Text and photographs by Zach Rose.
I’m 25 years old. I live in the second poorest city in the United States, one that is covered by snow and encased in frigid cold for what seems like half the year. There’s not a whole lot to do in this town if you don’t find your own form of expression. A lot of photographers like to say that creating images is a way outside the self, or a way to creative self discovery. I never really felt comfortable describing myself as a photographer per se, I just know how to be one. I’ve never taken a formal photography course in school (I actually hold a degree in English), instead having learned with the help of many creative friends in my area like Luke Copping and have grown in different ways alongside others. I grew up with photographers, my grandfather being the most notable, who is now celebrating his 87th birthday. I played with film cameras as a child photographing simple things like toys to urban settings now long since erased by the advancement of time. I’m sure my old 110 camera is still sitting around in a box somewhere. Every time I think about it I’d like to find it and use it just to see what I can do with it now. I’m quite certain that I still do not fully understand photography from a technical perspective. I’ve always approached it with purely visual understanding.
My recent work has focused highly on emotive portrait. I don’t have a story for each photograph. Instead I have the fond memories of creating the image. I discover the individual as I grow. My eyes are the lens, my mind is the sensor. This portrait of Morgen Love is part of a larger series. Morgen is a yoga instructor and entrepreneur in the Buffalo New York area also responsible for creating vagabond fashion and jewelry that inspires the free spirit under the same name. Her positive energy and radiant vibes are infectious and one reason I always love hanging out with Morgen in addition to creating amazing imagery.
Artists are the most important people in existence. We have a duty to share our creative endeavors with the world, it is our obligation. I recently had the opportunity to work on a project for Auxiliary Magazine with Kelleth in Toronto Ontario, Canada. It ultimately resulted in my second published cover shot. Kelleth is a recent addition to NeXt Models Toronto.

-------------------------

* [PROBLEMS TO SOLVE]:
[a] List every person named in the photography essay.
[b] Extract the passage of the photography essay starting at "My recent work" and ending at "creating amazing imagery.".
[c] In what subject does the author of the photography essay hold a degree?

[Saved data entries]
-------------------------

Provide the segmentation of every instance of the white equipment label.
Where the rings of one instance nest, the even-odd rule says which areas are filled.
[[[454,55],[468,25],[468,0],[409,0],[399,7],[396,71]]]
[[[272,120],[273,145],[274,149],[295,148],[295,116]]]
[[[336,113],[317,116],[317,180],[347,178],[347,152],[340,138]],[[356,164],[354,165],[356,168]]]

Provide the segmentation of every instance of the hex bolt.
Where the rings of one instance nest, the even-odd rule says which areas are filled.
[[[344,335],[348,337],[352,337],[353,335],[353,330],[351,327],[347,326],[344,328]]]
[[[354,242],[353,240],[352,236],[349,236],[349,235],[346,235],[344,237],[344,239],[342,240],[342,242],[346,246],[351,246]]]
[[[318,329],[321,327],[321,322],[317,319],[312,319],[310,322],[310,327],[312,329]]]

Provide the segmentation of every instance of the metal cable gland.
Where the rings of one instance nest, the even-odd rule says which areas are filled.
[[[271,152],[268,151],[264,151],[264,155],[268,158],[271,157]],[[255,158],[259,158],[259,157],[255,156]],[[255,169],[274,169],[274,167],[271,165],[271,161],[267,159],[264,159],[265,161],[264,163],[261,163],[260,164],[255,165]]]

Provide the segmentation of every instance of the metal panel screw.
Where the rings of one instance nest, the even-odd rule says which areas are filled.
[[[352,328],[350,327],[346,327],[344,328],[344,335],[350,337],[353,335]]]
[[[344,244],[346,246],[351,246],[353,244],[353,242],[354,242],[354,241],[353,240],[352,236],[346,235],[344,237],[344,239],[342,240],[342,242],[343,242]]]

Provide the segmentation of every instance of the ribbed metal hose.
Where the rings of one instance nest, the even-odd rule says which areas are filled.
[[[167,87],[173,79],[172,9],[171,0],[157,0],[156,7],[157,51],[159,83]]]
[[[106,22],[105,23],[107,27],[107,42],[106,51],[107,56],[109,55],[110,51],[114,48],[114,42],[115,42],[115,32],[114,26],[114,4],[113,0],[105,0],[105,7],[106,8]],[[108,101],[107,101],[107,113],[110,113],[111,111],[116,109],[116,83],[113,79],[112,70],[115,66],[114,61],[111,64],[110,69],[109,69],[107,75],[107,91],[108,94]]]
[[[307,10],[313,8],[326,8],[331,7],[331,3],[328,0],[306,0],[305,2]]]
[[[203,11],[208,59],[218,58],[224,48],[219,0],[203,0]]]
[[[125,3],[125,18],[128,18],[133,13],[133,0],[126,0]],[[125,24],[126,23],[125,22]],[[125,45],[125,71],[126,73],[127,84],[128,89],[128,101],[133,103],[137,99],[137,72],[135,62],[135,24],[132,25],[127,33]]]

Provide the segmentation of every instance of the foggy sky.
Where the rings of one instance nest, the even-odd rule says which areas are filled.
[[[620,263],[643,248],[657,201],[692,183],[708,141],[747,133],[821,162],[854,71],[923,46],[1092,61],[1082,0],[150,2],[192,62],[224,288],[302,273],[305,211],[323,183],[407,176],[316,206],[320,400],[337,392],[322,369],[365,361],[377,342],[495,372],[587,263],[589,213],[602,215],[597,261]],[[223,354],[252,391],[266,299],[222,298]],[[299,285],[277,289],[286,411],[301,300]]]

-------------------------

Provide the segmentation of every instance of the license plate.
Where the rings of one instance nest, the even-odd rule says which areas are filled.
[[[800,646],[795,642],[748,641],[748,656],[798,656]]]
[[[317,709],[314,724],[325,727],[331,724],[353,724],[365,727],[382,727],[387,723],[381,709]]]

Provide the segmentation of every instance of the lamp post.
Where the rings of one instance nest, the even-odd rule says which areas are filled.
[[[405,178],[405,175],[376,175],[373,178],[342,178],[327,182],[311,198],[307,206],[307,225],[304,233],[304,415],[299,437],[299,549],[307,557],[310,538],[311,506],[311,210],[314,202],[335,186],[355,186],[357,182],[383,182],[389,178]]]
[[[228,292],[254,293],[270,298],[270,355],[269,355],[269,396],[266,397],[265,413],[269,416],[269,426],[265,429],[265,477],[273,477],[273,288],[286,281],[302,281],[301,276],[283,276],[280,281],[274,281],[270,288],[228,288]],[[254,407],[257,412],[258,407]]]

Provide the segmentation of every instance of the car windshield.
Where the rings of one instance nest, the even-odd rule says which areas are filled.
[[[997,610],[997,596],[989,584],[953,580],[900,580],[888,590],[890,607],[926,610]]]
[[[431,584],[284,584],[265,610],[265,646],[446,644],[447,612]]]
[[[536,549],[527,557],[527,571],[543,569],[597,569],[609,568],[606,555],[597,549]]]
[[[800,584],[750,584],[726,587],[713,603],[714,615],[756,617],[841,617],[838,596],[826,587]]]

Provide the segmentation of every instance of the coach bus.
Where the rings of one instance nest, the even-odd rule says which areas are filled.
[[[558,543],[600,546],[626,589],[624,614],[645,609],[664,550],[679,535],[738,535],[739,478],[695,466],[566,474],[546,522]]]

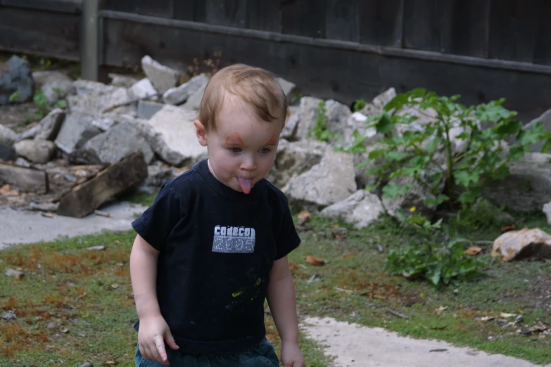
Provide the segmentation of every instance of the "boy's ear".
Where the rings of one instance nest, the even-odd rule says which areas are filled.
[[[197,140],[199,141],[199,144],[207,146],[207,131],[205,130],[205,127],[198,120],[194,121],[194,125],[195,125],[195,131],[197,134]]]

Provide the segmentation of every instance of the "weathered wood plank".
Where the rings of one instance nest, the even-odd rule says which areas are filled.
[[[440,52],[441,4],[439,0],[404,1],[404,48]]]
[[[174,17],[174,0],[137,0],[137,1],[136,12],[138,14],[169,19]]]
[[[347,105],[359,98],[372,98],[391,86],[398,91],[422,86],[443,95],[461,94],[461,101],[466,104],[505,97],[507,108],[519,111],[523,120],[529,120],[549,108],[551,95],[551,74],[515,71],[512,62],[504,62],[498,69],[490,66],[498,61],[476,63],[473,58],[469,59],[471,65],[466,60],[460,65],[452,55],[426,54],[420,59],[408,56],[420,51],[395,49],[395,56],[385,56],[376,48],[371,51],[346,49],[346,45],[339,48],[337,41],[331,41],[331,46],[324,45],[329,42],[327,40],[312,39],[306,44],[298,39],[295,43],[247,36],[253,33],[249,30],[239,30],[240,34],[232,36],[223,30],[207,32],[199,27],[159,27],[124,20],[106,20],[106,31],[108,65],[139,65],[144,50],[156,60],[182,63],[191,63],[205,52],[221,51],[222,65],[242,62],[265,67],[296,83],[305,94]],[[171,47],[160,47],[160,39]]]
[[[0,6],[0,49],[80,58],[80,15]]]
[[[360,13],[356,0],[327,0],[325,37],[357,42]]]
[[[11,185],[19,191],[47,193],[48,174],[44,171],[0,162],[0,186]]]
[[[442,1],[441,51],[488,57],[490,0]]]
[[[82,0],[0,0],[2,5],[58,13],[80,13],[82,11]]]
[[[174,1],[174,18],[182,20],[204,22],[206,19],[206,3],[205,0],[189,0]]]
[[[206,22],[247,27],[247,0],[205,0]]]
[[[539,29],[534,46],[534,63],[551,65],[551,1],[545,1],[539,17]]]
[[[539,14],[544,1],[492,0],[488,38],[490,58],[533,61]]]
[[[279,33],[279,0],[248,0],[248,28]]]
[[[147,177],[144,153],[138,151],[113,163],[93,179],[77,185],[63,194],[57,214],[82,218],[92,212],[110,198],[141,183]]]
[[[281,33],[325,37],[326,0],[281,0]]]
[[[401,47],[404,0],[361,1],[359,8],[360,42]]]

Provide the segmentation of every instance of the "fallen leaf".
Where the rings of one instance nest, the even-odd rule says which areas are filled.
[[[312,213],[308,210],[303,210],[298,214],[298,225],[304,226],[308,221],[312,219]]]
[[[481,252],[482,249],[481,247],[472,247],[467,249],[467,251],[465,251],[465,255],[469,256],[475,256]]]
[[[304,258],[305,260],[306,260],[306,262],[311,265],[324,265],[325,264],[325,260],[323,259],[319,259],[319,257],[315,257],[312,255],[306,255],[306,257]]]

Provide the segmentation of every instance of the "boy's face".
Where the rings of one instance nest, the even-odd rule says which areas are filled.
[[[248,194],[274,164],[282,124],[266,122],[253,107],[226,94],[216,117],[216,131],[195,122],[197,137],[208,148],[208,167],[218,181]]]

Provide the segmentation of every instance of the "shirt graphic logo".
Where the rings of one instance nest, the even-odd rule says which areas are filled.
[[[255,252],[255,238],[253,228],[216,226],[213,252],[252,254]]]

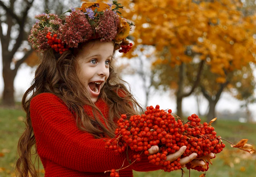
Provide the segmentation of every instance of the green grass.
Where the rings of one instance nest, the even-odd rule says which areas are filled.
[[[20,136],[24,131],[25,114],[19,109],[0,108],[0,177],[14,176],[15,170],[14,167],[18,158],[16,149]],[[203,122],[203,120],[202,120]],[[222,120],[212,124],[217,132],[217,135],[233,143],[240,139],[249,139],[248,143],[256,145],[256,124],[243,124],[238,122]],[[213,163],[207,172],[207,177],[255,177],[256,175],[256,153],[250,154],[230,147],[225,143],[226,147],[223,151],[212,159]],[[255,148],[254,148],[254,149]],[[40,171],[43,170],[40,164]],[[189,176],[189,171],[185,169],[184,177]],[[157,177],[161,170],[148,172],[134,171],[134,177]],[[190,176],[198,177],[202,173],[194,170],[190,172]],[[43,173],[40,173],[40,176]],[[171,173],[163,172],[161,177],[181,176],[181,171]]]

-------------------------

* [RESULTS OF THE EXERCISE]:
[a] Zach Rose, Luke Copping, Morgen Love, Kelleth

[b]
My recent work has focused highly on emotive portrait. I don’t have a story for each photograph. Instead I have the fond memories of creating the image. I discover the individual as I grow. My eyes are the lens, my mind is the sensor. This portrait of Morgen Love is part of a larger series. Morgen is a yoga instructor and entrepreneur in the Buffalo New York area also responsible for creating vagabond fashion and jewelry that inspires the free spirit under the same name. Her positive energy and radiant vibes are infectious and one reason I always love hanging out with Morgen in addition to creating amazing imagery.

[c] English